**Records to process**:
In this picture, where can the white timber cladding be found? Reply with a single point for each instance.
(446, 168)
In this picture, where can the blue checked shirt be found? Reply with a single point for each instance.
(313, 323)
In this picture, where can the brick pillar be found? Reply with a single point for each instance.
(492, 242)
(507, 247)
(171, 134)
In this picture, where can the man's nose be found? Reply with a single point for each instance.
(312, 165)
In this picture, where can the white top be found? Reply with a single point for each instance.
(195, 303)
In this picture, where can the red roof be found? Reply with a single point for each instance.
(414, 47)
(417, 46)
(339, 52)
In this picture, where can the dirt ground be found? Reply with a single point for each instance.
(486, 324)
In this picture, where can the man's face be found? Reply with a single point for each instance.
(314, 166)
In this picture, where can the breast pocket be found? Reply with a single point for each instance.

**Aim of the task**:
Exactly and only the lines from the one containing "In this picture, where can the man's face" through the end of the material are to be reproduced, both ends included.

**Response area**:
In this picture, where can the man's face be found? Reply with a single point for each instance.
(314, 166)
In this picture, where can the breast pocket be found? Reply with a single point for each instance.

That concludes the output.